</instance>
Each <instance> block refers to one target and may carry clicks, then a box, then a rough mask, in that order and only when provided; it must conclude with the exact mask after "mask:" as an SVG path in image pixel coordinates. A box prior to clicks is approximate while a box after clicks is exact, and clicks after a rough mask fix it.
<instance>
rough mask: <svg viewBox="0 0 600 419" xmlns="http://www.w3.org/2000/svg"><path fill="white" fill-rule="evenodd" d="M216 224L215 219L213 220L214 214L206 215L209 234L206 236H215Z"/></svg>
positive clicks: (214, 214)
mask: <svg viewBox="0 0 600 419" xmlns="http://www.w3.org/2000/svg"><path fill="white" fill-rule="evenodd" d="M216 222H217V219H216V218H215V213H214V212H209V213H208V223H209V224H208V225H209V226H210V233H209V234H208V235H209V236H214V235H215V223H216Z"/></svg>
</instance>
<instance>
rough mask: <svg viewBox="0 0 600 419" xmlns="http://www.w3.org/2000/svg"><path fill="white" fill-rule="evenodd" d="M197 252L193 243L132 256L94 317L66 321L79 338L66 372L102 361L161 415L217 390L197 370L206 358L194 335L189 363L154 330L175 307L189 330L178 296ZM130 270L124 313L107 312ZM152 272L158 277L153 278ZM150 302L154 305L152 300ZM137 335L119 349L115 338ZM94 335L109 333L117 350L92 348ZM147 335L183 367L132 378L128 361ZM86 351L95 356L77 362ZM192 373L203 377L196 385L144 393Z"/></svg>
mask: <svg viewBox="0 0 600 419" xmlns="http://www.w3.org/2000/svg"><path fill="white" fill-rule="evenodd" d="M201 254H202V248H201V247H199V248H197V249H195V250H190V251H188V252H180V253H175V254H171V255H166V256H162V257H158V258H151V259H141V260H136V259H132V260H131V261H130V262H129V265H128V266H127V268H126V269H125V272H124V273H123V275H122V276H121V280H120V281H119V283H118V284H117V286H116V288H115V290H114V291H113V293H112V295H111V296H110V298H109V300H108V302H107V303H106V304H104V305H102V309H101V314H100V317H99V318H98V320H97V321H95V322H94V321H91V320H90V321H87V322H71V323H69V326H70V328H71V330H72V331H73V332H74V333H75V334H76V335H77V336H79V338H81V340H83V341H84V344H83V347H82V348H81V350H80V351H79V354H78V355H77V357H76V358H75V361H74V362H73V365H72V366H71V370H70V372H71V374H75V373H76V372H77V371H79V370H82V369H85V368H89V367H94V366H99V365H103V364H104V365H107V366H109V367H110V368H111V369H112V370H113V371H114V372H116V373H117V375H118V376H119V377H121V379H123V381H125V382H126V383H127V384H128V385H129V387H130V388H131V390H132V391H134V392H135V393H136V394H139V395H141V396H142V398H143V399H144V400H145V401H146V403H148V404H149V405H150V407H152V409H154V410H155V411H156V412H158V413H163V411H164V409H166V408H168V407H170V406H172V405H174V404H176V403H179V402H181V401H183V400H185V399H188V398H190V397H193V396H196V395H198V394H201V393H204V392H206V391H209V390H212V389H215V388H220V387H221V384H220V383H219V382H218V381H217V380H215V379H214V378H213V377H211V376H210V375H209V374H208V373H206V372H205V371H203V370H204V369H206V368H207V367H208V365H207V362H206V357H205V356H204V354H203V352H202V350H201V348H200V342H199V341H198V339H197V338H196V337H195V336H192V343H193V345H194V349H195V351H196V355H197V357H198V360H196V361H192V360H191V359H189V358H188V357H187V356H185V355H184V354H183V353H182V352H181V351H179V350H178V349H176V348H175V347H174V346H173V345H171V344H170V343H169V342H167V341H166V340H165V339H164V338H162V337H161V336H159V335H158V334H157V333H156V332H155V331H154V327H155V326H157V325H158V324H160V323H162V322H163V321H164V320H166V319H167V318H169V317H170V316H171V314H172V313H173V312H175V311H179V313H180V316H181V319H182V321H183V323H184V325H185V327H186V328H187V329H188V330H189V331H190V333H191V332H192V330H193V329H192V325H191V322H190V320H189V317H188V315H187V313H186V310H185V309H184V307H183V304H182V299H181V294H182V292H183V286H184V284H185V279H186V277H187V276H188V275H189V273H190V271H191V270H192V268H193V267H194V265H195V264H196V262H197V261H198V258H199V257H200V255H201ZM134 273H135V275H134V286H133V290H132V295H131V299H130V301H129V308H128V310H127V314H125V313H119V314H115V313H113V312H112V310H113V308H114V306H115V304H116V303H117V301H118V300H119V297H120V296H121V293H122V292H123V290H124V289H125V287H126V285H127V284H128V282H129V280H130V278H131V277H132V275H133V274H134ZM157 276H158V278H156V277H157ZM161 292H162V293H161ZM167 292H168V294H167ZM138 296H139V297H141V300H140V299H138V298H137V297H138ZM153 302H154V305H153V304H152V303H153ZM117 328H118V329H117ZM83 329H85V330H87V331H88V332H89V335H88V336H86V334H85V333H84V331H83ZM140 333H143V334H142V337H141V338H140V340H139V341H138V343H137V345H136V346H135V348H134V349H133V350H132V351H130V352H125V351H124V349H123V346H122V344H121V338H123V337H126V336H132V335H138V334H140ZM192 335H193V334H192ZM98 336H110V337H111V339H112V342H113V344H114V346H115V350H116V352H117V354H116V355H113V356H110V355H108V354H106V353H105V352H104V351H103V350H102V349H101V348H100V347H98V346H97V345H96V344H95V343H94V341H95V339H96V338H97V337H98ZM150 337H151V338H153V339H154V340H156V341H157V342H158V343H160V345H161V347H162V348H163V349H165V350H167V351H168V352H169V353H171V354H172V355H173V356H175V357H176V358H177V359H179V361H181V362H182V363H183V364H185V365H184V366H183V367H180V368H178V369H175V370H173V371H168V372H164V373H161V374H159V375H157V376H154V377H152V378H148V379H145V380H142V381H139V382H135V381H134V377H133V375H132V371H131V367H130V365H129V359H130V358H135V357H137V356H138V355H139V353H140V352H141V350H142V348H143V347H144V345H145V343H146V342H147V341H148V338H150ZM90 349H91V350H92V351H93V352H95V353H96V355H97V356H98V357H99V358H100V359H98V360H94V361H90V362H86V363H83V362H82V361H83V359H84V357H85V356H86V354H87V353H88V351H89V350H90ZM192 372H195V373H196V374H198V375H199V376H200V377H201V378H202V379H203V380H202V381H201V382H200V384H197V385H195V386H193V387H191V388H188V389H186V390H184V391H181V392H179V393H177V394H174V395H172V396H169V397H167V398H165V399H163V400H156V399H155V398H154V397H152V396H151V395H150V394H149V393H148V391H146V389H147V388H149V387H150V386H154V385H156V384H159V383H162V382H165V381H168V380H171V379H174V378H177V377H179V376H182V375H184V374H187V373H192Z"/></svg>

## Task prompt
Present the material above as a numbered list with one item per line, leaving out any blank lines.

## Task solution
1. </instance>
2. Each <instance> block refers to one target and may carry clicks, then a box, then a rough mask, in that order and only when provided; it must conclude with the exact mask after "mask:" as an SVG path in image pixel coordinates. A box prior to clicks is approximate while a box after clicks is exact, and clicks after a rough mask fix it.
3. <instance>
4. rough mask: <svg viewBox="0 0 600 419" xmlns="http://www.w3.org/2000/svg"><path fill="white" fill-rule="evenodd" d="M216 224L215 219L213 220L214 214L206 215L209 234L206 236H215Z"/></svg>
5. positive clicks: (214, 214)
6. mask: <svg viewBox="0 0 600 419" xmlns="http://www.w3.org/2000/svg"><path fill="white" fill-rule="evenodd" d="M216 222H217V219H216V218H215V213H214V212H209V213H208V223H209V224H208V225H209V226H210V233H209V234H208V235H209V236H214V235H215V223H216Z"/></svg>
7. </instance>
8. <instance>
9. rough mask: <svg viewBox="0 0 600 419" xmlns="http://www.w3.org/2000/svg"><path fill="white" fill-rule="evenodd" d="M197 252L193 243L132 256L94 317L66 321L79 338L66 372L102 361L161 415L217 390L197 370L206 358L194 335L189 363L154 330L175 307L189 330L178 296ZM130 270L124 313L107 312ZM152 272L158 277L153 278ZM150 302L154 305L152 300ZM137 335L119 349L115 338ZM94 335L109 333L117 350L92 348ZM147 335L183 367L132 378L128 361ZM86 351L95 356L77 362ZM192 373L203 377L196 385L144 393Z"/></svg>
10. mask: <svg viewBox="0 0 600 419" xmlns="http://www.w3.org/2000/svg"><path fill="white" fill-rule="evenodd" d="M201 254H202V248H201V247H199V248H197V249H195V250H190V251H188V252H180V253H175V254H171V255H166V256H162V257H158V258H151V259H141V260H136V259H132V260H131V261H130V262H129V265H128V266H127V268H126V269H125V272H124V273H123V275H122V276H121V280H120V281H119V283H118V284H117V286H116V288H115V290H114V291H113V293H112V295H111V296H110V298H109V300H108V302H107V303H106V304H104V305H102V309H101V314H100V317H99V318H98V320H97V321H95V322H94V321H91V320H90V321H87V322H71V323H69V326H70V328H71V330H72V331H73V332H74V333H75V334H76V335H77V336H79V338H81V340H83V341H84V344H83V347H82V348H81V350H80V351H79V354H78V355H77V357H76V358H75V361H74V362H73V365H72V366H71V370H70V372H71V374H75V373H76V372H77V371H79V370H82V369H85V368H89V367H94V366H99V365H103V364H104V365H107V366H109V367H110V368H111V369H112V370H113V371H114V372H116V373H117V375H118V376H119V377H121V379H123V381H125V382H126V383H127V384H128V385H129V387H130V388H131V390H132V391H134V392H135V393H136V394H139V395H141V396H142V398H143V399H144V400H145V401H146V403H148V404H149V405H150V407H152V409H154V410H155V411H156V412H158V413H163V411H164V409H166V408H168V407H170V406H172V405H174V404H176V403H179V402H181V401H183V400H185V399H188V398H190V397H193V396H196V395H198V394H201V393H204V392H206V391H209V390H212V389H215V388H220V387H221V384H220V383H219V382H218V381H217V380H215V379H214V378H213V377H211V376H210V375H209V374H208V373H206V372H205V371H203V370H204V369H206V368H207V367H208V365H207V362H206V357H205V356H204V354H203V352H202V350H201V348H200V342H199V341H198V339H197V338H196V337H195V336H192V343H193V345H194V349H195V351H196V355H197V357H198V360H196V361H192V360H191V359H189V358H188V357H187V356H185V355H184V354H183V353H182V352H181V351H179V350H178V349H176V348H175V347H174V346H173V345H171V344H170V343H169V342H167V341H166V340H165V339H164V338H162V337H161V336H159V335H158V334H157V333H156V332H155V331H154V327H155V326H157V325H158V324H160V323H162V322H163V321H164V320H166V319H167V318H169V317H170V316H171V314H172V313H173V312H175V311H179V313H180V316H181V319H182V321H183V323H184V325H185V327H186V328H187V329H188V330H189V331H190V333H191V332H192V330H193V329H192V325H191V322H190V320H189V317H188V315H187V313H186V310H185V309H184V307H183V304H182V299H181V294H182V292H183V286H184V284H185V279H186V277H187V276H188V275H189V273H190V271H191V270H192V268H193V267H194V265H195V264H196V262H197V261H198V258H199V257H200V255H201ZM134 273H135V275H134V286H133V290H132V295H131V299H130V301H129V308H128V310H127V314H125V313H119V314H115V313H113V312H112V310H113V308H114V306H115V304H116V303H117V301H118V300H119V297H120V296H121V293H122V292H123V290H124V289H125V287H126V285H127V284H128V282H129V280H130V278H131V277H132V275H133V274H134ZM157 276H158V278H156V277H157ZM161 292H162V293H161ZM167 292H168V294H167ZM138 296H139V297H141V300H140V299H138V298H137V297H138ZM153 302H154V305H153V304H152V303H153ZM117 328H118V329H117ZM83 329H85V330H87V331H88V332H89V335H88V336H86V334H85V333H84V331H83ZM140 333H143V334H142V337H141V338H140V340H139V341H138V343H137V345H136V346H135V348H134V349H133V350H132V351H130V352H125V351H124V349H123V346H122V344H121V338H123V337H126V336H132V335H138V334H140ZM192 335H193V334H192ZM98 336H110V337H111V339H112V342H113V344H114V346H115V350H116V352H117V354H116V355H113V356H110V355H108V354H106V353H105V352H104V351H103V350H102V349H101V348H100V347H98V346H97V345H96V344H95V343H94V341H95V339H96V338H97V337H98ZM150 337H151V338H153V339H154V340H156V341H157V342H158V343H160V345H161V347H162V348H163V349H165V350H167V351H168V352H169V353H171V354H172V355H173V356H175V357H176V358H177V359H179V361H181V362H182V363H183V364H185V365H184V366H183V367H180V368H178V369H175V370H173V371H168V372H164V373H161V374H159V375H157V376H154V377H152V378H148V379H145V380H142V381H139V382H135V381H134V377H133V375H132V371H131V367H130V365H129V359H130V358H135V357H137V356H138V355H139V353H140V352H141V350H142V348H143V347H144V345H145V343H146V342H147V341H148V338H150ZM90 349H91V350H92V351H93V352H95V353H96V355H97V356H98V357H99V358H100V359H98V360H94V361H90V362H86V363H83V362H82V361H83V359H84V357H85V356H86V354H87V353H88V351H89V350H90ZM192 372H195V373H196V374H198V375H199V376H200V377H201V378H202V379H203V380H202V381H201V382H200V384H197V385H195V386H193V387H191V388H188V389H186V390H184V391H181V392H179V393H177V394H174V395H172V396H169V397H167V398H165V399H163V400H156V399H155V398H154V397H152V396H151V395H150V394H149V393H148V391H146V389H147V388H149V387H150V386H154V385H156V384H159V383H162V382H165V381H168V380H171V379H174V378H177V377H179V376H182V375H184V374H187V373H192Z"/></svg>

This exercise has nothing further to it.